:: 元の文章 ::
==========

演 題:「“ブラジル移民110周年とデカセギ30周年”を再考する」
講 師:  アンジェロ・イシ 武蔵大学社会学部教授

 

最初のブラジル移民船笠戸丸がサントスに到着したのが1908年6月18日だったので、今年2018年はブラジル移民110周年の年であるが、ブラジル日系人の“デカセギ30周年”については、VARIGなりJALなりの、どのフライトで最初の“デカセギ”が日本に着いたのかは不明だ。恐らく1985年ごろが最初だろうが、この辺はあいまいなまま2008年の百周年の時便宜的に“デカセギ20周年”と称されたので、これがこのまま継承されて30周年となっただけだ。

今回の講演会のテーマは、110周年と30周年の両方を再考する、となっているが、時間も限られているため110周年のほうは質疑応答の時にお話しし、この講演は30周年に焦点をあてたい。社会学者である自分は、アンジェロ・アキミツ・イシという日系三世のブラジル人であるが、今では「在日ブラジル人一世」と自己規定している。こうした在日ブラジル人の立ち位置というか自己分析が始まったのは、実は最近のことなので、まず、日系ブラジル人の日本在住の歴史を4段階に区切って、捉えてみたい。

  1. 1990年以前この段階では邦字紙では「(日本への)Uターン」という表現が使われており、日本への出稼ぎUターン現象とされていた。
  2. 1990年代1990年の入管難民法改正に伴い、在日ブラジル人が急増した時期。
    漢字表現の出稼ぎ、でなく、カタカナのデカセギと表記すべきと主張した一人が自分であった。ポルトガル語でも、DekasseguiからDecasséguiとなって、権威ある大国語辞典Houaissにも掲載され、特殊な固有名詞でなく一般的な普通名詞となった。日本で働いてブラジルの家族へ送金することが、主な目的であった時期。
  3. 2000年代デカセギから在日ブラジル人へ。
    ポルトガル語ではDecasséguiと共にimigrante(日本への移民)とも表記されるように。この時期になると、短期出稼ぎ志向ではなく半永住志向となって、日本でマイホームを購入する在日ブラジル人が急増。(ピークは2007年で32万人)
  4. 2010年以降在日ブラジル人から在外ブラジル人(の一員)へ。
    ブラジル国外(米国、中南米、欧州、日本ほか)に在住する2百万人以上のブラジル人との連携も模索。日本での永住志向が深まるが、「マイホームは買ってもお墓も購入、とまでは至っていない」。(在日ブラジル人数は、2016年17.3万人となったが、その後漸増で2018年現在、約20万人)

==========

[点で付けた注釈データ]
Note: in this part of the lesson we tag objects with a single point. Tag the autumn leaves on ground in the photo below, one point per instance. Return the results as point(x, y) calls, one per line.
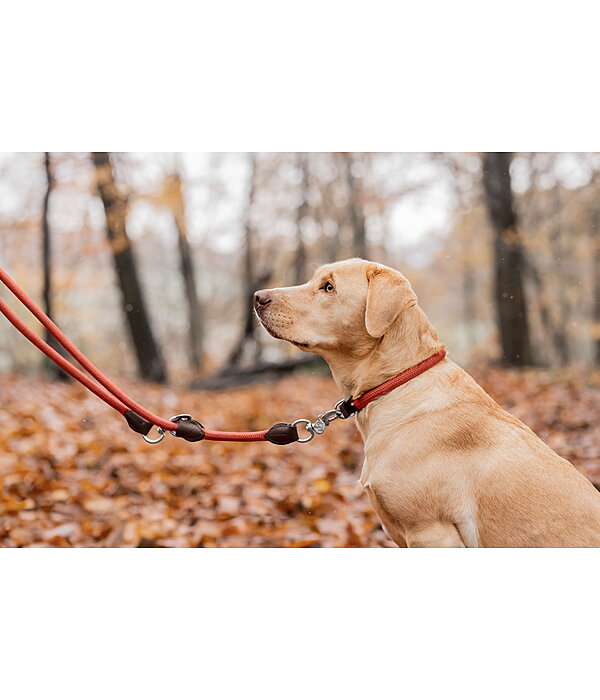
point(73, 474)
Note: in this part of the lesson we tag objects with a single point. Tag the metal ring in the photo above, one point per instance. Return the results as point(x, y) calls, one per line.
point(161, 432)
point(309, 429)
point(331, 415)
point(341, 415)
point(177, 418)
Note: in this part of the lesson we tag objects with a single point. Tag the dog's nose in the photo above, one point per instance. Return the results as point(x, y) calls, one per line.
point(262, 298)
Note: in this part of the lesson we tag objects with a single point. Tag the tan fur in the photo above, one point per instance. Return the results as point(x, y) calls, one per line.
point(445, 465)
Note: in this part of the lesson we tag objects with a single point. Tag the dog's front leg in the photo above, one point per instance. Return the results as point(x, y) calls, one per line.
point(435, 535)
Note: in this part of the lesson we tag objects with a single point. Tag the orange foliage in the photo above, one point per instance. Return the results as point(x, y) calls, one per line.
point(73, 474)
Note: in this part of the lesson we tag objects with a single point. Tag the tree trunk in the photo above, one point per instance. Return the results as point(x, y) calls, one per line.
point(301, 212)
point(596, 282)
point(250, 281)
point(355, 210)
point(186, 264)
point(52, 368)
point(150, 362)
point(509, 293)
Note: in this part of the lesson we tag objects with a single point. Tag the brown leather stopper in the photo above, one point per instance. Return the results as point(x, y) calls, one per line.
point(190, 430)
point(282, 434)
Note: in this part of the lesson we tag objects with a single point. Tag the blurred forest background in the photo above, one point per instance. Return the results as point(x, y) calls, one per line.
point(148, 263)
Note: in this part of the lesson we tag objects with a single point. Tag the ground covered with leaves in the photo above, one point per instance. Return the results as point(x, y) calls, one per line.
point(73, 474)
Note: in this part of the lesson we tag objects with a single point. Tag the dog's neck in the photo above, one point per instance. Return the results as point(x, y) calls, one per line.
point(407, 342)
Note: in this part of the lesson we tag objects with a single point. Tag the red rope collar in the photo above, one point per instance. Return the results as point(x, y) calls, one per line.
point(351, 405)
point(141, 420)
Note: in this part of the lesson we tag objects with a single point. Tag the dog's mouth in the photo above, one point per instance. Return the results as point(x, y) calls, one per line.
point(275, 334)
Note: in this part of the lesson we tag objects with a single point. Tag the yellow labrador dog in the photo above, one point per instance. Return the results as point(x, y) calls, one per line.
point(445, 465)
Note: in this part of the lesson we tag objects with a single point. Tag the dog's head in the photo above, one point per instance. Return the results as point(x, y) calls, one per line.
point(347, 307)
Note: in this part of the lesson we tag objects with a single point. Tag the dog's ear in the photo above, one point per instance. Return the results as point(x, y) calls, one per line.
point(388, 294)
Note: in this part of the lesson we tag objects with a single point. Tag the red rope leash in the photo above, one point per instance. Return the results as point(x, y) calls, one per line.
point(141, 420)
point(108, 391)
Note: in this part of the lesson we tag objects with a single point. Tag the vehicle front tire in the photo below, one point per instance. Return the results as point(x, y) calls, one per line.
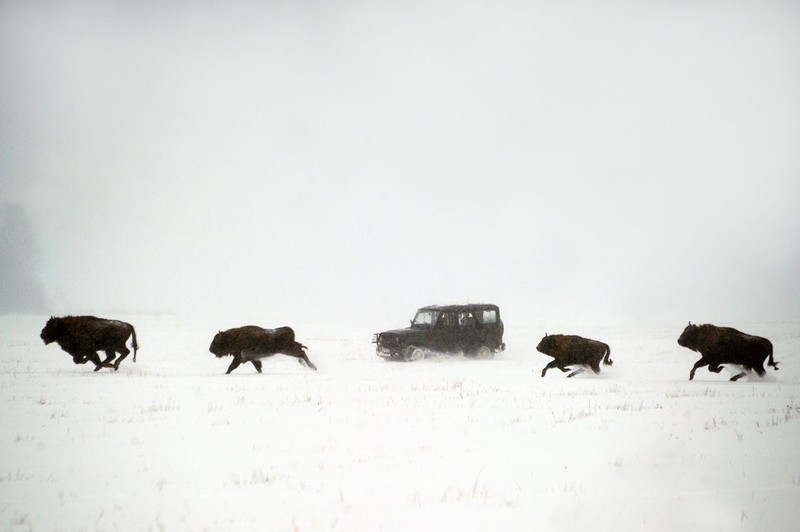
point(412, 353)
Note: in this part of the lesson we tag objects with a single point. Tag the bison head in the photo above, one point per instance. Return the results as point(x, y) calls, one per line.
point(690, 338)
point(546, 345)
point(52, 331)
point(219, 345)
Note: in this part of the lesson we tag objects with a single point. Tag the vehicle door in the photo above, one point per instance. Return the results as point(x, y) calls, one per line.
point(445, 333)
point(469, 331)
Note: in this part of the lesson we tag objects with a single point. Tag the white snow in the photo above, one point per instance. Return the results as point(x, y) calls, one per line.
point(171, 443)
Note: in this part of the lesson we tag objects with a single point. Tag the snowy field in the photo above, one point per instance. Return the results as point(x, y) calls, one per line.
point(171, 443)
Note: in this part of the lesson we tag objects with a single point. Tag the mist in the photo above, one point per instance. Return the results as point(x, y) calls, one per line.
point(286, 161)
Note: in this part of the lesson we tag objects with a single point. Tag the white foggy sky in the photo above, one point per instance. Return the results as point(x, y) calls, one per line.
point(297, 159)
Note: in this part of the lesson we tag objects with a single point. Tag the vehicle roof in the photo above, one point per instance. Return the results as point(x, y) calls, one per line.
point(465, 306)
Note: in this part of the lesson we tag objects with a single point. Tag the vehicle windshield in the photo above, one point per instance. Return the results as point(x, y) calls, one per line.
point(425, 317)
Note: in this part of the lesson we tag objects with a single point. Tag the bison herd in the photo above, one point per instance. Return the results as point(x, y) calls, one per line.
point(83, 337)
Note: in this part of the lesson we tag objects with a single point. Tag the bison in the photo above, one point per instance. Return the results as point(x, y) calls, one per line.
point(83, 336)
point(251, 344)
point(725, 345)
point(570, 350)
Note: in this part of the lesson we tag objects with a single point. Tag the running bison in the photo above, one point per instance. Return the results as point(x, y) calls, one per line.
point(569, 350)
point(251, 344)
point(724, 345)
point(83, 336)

==========

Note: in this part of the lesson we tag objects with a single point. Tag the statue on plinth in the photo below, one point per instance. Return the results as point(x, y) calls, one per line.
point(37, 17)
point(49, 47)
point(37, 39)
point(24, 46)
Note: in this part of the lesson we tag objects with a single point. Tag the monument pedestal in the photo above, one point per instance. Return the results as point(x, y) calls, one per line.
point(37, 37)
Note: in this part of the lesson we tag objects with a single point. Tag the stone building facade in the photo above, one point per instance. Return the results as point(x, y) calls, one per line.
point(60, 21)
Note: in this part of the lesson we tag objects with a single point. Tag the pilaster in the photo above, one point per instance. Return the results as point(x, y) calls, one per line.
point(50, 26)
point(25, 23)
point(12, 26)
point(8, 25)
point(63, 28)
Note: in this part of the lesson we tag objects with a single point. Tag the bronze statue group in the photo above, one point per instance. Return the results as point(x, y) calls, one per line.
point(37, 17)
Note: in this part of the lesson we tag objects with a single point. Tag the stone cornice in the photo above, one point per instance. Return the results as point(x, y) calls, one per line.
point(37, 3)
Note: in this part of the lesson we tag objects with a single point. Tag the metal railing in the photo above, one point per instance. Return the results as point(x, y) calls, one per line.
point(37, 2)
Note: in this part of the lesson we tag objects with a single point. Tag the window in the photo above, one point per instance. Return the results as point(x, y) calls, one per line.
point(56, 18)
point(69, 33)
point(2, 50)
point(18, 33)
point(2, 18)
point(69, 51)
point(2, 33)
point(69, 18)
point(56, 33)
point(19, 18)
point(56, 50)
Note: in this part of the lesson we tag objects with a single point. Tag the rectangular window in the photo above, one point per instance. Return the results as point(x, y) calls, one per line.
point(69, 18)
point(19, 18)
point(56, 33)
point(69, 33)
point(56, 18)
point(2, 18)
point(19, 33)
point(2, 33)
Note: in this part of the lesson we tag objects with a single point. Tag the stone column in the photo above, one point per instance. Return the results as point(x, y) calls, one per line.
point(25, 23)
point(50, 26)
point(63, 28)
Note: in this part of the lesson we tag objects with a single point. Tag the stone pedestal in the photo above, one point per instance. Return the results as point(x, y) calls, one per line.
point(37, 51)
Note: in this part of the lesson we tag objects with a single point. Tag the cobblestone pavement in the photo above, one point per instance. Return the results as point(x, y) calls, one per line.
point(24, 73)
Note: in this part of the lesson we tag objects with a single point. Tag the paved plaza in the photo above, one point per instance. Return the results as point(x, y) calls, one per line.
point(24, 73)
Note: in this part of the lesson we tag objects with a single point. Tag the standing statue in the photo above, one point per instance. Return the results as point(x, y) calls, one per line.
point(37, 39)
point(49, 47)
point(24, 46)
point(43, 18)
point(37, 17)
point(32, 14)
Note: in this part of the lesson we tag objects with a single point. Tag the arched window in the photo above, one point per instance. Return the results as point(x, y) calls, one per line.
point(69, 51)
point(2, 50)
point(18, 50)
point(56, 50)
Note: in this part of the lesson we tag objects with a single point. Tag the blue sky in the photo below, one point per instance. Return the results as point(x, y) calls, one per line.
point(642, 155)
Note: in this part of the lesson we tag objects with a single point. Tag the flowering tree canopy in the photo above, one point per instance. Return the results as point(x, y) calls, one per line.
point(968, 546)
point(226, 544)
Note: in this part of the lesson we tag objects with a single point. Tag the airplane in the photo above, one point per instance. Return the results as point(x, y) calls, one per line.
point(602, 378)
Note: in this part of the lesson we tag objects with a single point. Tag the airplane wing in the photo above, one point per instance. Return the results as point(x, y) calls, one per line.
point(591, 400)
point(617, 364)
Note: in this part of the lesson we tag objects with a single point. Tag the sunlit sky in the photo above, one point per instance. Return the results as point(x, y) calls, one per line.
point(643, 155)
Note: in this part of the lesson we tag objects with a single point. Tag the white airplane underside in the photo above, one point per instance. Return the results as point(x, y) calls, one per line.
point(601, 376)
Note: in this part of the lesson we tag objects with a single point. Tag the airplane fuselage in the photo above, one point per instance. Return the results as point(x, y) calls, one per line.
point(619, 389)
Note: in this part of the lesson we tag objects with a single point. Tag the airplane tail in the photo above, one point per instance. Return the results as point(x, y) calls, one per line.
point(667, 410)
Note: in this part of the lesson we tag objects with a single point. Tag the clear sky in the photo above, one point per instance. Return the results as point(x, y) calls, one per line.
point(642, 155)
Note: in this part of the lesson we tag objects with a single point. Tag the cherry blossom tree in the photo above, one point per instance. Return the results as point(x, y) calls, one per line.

==========

:: やること ::
ブラジル移民とデカセギ30周年についての講演の文章を、最後の文の後から続けて書いてください。

:: 書いた答え ::
    JICA横浜・海外移住資料館にて6月16日から9月2日まで開催された企画展示「日110年の絆―在日ブラジル人 -在日30年をむかえた日系人の歴史と日常― 」は極めて意義ある展示だったので、ざっと振り返っておきたい。この企画が可能になったのは、五反田のブラジル総領事館が主導し、財政面もカバーしたからだ。この写真展では、初期(1990年前後)の在日ブラジル人たちの日常風景(国際電話が出来る公衆電話の前の行列シーン、あるいは、粗大ゴミのなかから使える家電を拾っているシーン、など)を切り取った写真が展示されていて、関係者は感動した。また、この機会に『1991』(サブタイトル:日本におけるブラジル人メディアの歴史)という実に貴重なルポ・エッセイ本(173頁)が出版・無料配布された。著者はAlternativa誌編集長Ewerthon Tobaceで、1991年にポルトガル語新聞が発刊されてから今日に至る、在日ポルトガル語メディア略史だ。出版資金を総領事館が拠出してくれたからこそ刊行できたのだ。

 

日 時 2018年9月14日(金)14:00~15:30
会 場 IDB米州開発銀行アジア事務所会議室(内幸町 富国生命ビル16階)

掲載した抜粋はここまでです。